(Tarefas):
A. Responda, com base no relato sobre a campanha de RPG, às perguntas abaixo:
(i) Em que sistema é ambientada a campanha Fim dos Tempos?
(ii) Que título o autor deu à própria campanha?
(iii) Como os moradores apelidam o lugar remoto onde a campanha se passa?
B. Liste todos os nomes de lugares mencionados no relato sobre a campanha de RPG, sem contar os que aparecem nos títulos das campanhas.
C. Prossiga o relato sobre a campanha Os Filhos de Valkaria a partir do ponto em que ele termina.

--- Texto citado ---

Comecei a assistir Fim dos Tempos, uma campanha ambientada no sistema brasileiro de Tormenta20, e ele acabou me interessando mais que meu antigo conhecido Dungeons & Dragons. Decidi montar minha própria mesa, consegui juntar um grupo de amigos e escrevi (ainda estou escrevendo) uma campanha que, depois de muito pensar, intitulei carinhosamente de Os Filhos de Valkaria.

Ambientei a campanha em Deheon, num lugar mais remoto e próximo às Uivantes, apelidado pelos próprios moradores de As Fronteiras (com muita inspiração das Colinas Centrais, sim). Como todos na mesa são iniciantes, tanto no RPG de mesa quanto no cenário de Tormenta, tive o cuidado de preparar as aventuras de modo que apresentassem não só o mundo de Arton, mas o funcionamento básico do jogo em si. Pensei em cada aventura como uma pecinha de lego que iremos juntar com outras pecinhas de lego ao longo das sessões, do nível mais básico até onde der.

--- Dados registrados ---

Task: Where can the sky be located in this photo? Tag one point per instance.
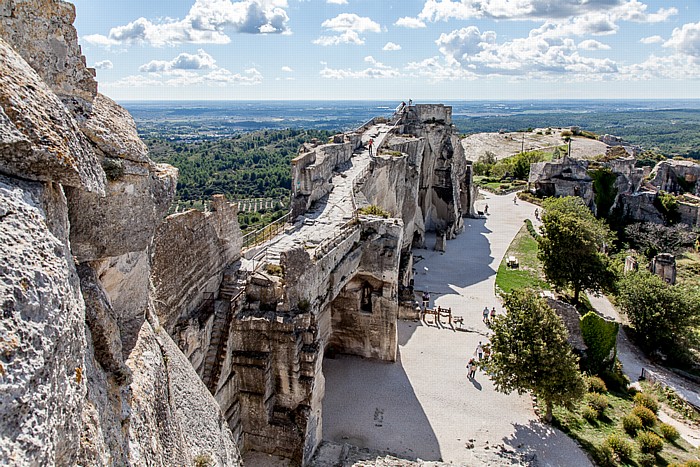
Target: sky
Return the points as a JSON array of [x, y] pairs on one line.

---

(Respostas em ordem):
A.
(i) No sistema brasileiro de Tormenta20.
(ii) Os Filhos de Valkaria.
(iii) As Fronteiras.

B. Deheon, Uivantes, As Fronteiras, Colinas Centrais, Arton

C.
Estou buscando como trazer a história dos personagens pra dentro do jogo a fim de deixá-lo mais vivo, pensando também nos interesses que os próprios jogadores demonstraram durante as jogatinas. Tivemos duas sessões para apresentação da campanha e criação das fichas e mais duas de roleplay. Tenho anotado tudo de mais importante que ocorre durante em forma de lista, mas pensei que seria divertido se eu desenvolvesse isso um pouco mais. Assim nasceu o Diário da Mestre. Toda quarta-feira, assim pretendo, postarei minha anotações das sessões que ocorrem aos domingo.

Primeiro, o recém-formado grupo de aventureiros:

Abel é um tritão bardo devoto de Oceano muito carismático. Um viajante do mar que espalha histórias quase todas falsas e músicas de outras pessoas para quem desejar, ou não, ouvir. Decidiu aventurar-se na terra seca acreditando que a arte espalharia melhor a palavra de seu deus que qualquer clérigo. Mas será que todas as suas histórias são realmente falsas?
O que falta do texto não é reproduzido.